• EXCERPTED TEXT
▽

The internet has become an indispensable tool in our daily lives — a way to stay connected with friends, family and coworkers across great distances and through life changes.
That incredible opportunity is sometimes a risk, however. Something we choose to share with a specific person or group at a certain time can end up seen by millions, even years later or in a completely different context. Once we post something to the internet, to some degree we’re relinquishing control over who sees it.
There are certain things we probably never want completely public or easily searched in seconds, such as our home address or phone number.
In 2022, Google made it easier to get those details out of public view by allowing you to remove them from search results. In a blog post, Google explains:
“For many years, people have been able to request the removal of certain sensitive, personally identifiable information from Search — for example, in cases of doxxing, or information like bank account or credit card numbers that could be used for financial fraud.
Under this new policy expansion, people can now request removals of additional types of information when they find it in Search results, including personal contact information like a phone number, email address, or physical address. The policy also allows for the removal of additional information that may pose a risk for identity theft, such as confidential log-in credentials, when it appears in Search results.”
In addition to those types of information, you may also have removed:
- Your Social Security number
- Bank account numbers
- Credit card numbers
- Images of your written signature
- Images of identity documents
- Medical records and other official private records
- Logins and passwords
To ask Google to do so, or learn more about the process, visit their removal request page. Fill out their simple form with a link to the webpage that displays your personal information, a link to the Google search results that connect users to your personal information and any screenshots that specify the content you want removed.
The process is not automatic; Google says it reviews and evaluates each request to see whether removal makes sense. And even if Google does remove it from search results, that’s not the same as removing it from the internet — some people may still ultimately find it through social networking with someone else who has the link, for example.

△

• PROBLEM DESCRIPTION
From the text about removing personal details from Google search results, set down word for word the part that begins with "In addition to" and ends with "you want removed.".

• RECORDS PROVIDED
▽

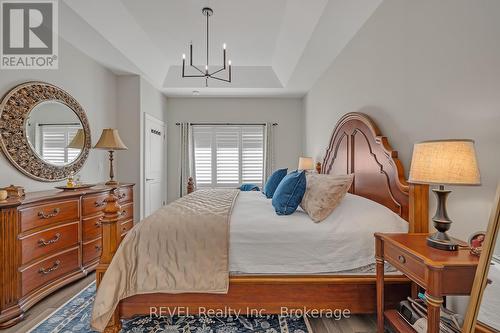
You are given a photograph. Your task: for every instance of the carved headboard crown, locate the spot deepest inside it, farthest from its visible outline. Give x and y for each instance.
(358, 147)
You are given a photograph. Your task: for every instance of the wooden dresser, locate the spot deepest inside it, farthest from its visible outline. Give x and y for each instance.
(49, 239)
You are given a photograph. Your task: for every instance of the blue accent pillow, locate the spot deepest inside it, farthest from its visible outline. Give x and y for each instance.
(289, 193)
(249, 187)
(273, 182)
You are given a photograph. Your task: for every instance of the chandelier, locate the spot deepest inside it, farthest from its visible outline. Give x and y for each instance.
(207, 11)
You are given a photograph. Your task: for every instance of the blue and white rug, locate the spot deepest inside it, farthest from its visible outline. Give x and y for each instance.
(74, 316)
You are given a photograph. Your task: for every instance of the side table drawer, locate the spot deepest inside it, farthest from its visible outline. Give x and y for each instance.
(405, 262)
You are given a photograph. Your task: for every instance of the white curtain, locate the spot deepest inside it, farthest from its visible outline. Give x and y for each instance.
(185, 157)
(268, 151)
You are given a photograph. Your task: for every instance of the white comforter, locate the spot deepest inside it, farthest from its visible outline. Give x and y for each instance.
(262, 242)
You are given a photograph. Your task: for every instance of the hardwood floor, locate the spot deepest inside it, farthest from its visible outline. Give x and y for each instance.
(354, 324)
(44, 308)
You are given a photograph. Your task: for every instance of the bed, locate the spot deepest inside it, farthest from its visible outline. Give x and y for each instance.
(356, 146)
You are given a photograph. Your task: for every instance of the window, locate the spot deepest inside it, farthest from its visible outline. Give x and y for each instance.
(54, 140)
(227, 155)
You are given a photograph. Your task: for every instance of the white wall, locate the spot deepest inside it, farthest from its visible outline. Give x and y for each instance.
(135, 98)
(153, 103)
(422, 70)
(93, 86)
(286, 112)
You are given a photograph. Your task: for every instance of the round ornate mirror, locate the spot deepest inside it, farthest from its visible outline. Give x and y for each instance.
(44, 131)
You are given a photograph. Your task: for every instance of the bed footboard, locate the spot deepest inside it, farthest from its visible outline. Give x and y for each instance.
(111, 238)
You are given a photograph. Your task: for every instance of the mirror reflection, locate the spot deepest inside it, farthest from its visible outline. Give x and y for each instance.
(55, 133)
(489, 309)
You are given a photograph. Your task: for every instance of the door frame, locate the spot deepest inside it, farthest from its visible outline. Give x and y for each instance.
(149, 117)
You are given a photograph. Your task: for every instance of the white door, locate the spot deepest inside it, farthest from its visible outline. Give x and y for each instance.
(155, 167)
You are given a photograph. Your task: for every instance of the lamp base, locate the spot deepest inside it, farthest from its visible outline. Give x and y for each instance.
(441, 241)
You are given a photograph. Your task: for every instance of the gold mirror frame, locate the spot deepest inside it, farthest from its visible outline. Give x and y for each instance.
(15, 108)
(481, 278)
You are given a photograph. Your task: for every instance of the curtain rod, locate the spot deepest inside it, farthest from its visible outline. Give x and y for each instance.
(59, 124)
(232, 124)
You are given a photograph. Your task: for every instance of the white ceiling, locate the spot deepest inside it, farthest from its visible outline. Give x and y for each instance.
(277, 47)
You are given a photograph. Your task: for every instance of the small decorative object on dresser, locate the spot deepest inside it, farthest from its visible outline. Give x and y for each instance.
(3, 195)
(14, 191)
(476, 241)
(110, 140)
(451, 162)
(439, 273)
(49, 239)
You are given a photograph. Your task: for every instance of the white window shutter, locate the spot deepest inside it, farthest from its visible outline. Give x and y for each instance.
(252, 142)
(54, 139)
(203, 155)
(228, 155)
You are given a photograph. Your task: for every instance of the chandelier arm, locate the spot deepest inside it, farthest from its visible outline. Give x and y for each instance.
(194, 76)
(199, 70)
(217, 71)
(218, 78)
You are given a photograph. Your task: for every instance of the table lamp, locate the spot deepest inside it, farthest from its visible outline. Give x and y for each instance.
(110, 140)
(305, 163)
(444, 162)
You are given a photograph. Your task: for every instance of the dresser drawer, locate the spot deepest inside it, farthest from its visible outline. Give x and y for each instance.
(42, 215)
(405, 262)
(91, 228)
(127, 212)
(47, 270)
(126, 226)
(93, 204)
(48, 241)
(91, 251)
(125, 194)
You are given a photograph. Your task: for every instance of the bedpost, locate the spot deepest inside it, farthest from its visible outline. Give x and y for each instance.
(111, 238)
(190, 185)
(419, 208)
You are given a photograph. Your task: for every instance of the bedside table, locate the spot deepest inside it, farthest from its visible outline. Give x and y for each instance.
(439, 272)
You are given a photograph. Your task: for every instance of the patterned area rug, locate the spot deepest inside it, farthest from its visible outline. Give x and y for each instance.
(74, 316)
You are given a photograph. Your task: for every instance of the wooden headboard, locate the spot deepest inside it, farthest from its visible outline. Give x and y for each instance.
(358, 147)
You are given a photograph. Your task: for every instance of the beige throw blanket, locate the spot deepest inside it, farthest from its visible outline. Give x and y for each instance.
(183, 247)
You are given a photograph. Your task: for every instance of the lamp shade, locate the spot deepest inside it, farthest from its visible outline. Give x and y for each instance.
(446, 162)
(110, 140)
(78, 140)
(306, 163)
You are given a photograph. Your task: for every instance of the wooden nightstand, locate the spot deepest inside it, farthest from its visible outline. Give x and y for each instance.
(439, 272)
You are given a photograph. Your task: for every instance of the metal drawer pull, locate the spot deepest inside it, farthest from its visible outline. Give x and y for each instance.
(45, 216)
(99, 204)
(51, 269)
(43, 242)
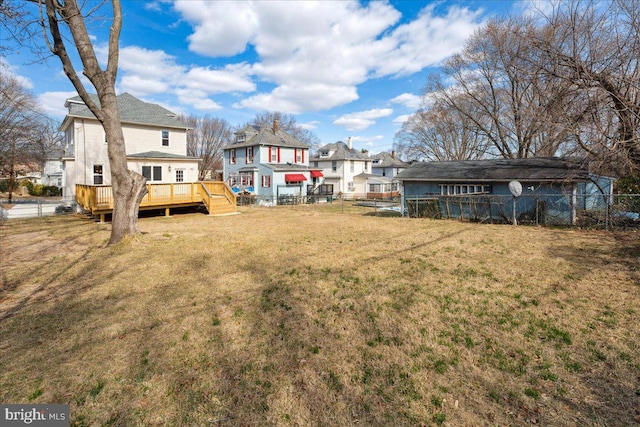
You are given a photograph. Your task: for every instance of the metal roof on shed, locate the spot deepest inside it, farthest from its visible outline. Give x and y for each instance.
(502, 170)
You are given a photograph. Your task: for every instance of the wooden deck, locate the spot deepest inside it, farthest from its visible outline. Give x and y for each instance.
(215, 196)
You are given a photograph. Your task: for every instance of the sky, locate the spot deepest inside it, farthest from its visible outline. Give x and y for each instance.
(342, 68)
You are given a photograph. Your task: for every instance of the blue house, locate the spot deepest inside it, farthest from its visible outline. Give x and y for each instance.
(268, 163)
(554, 190)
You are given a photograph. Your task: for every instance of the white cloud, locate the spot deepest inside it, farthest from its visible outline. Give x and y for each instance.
(312, 55)
(428, 40)
(401, 119)
(298, 99)
(309, 125)
(535, 7)
(362, 120)
(231, 79)
(409, 100)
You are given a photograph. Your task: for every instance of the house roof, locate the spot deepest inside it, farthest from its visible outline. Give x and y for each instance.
(131, 109)
(503, 170)
(388, 160)
(286, 167)
(158, 155)
(265, 136)
(341, 151)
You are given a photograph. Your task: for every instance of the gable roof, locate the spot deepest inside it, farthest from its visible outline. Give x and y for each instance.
(131, 109)
(341, 152)
(265, 136)
(387, 160)
(502, 170)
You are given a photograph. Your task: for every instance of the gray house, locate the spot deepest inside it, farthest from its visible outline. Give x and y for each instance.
(554, 190)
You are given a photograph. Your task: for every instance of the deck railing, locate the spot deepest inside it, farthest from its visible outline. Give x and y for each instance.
(99, 198)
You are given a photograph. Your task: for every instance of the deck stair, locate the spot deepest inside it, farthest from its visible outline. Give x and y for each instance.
(216, 196)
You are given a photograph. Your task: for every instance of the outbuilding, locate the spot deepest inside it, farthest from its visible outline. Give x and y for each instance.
(554, 189)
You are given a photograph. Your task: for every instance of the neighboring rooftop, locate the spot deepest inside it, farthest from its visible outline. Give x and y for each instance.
(131, 109)
(339, 151)
(266, 135)
(534, 169)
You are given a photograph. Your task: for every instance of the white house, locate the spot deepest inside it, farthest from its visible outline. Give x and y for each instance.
(53, 169)
(268, 163)
(341, 164)
(155, 141)
(381, 183)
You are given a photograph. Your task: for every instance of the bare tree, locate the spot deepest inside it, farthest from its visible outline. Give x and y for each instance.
(593, 49)
(128, 186)
(502, 94)
(439, 133)
(24, 130)
(288, 124)
(205, 139)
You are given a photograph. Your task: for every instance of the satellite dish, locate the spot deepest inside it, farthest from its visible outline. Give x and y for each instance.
(516, 188)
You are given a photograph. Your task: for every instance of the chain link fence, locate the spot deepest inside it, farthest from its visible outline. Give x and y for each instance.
(582, 210)
(32, 208)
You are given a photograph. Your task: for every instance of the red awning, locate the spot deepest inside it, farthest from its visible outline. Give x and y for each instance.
(294, 177)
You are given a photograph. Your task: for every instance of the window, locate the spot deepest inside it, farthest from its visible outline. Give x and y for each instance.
(98, 175)
(246, 179)
(157, 173)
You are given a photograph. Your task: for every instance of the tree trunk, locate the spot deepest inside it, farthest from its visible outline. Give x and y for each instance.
(128, 187)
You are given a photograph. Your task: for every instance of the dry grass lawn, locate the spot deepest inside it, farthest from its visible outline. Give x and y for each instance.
(321, 316)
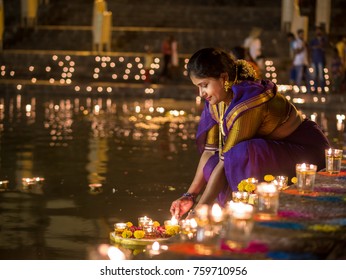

△

• RESPONSE TO THE TASK
In addition to those types of information, you may also have removed:
- Your Social Security number
- Bank account numbers
- Credit card numbers
- Images of your written signature
- Images of identity documents
- Medical records and other official private records
- Logins and passwords
To ask Google to do so, or learn more about the process, visit their removal request page. Fill out their simple form with a link to the webpage that displays your personal information, a link to the Google search results that connect users to your personal information and any screenshots that specify the content you want removed.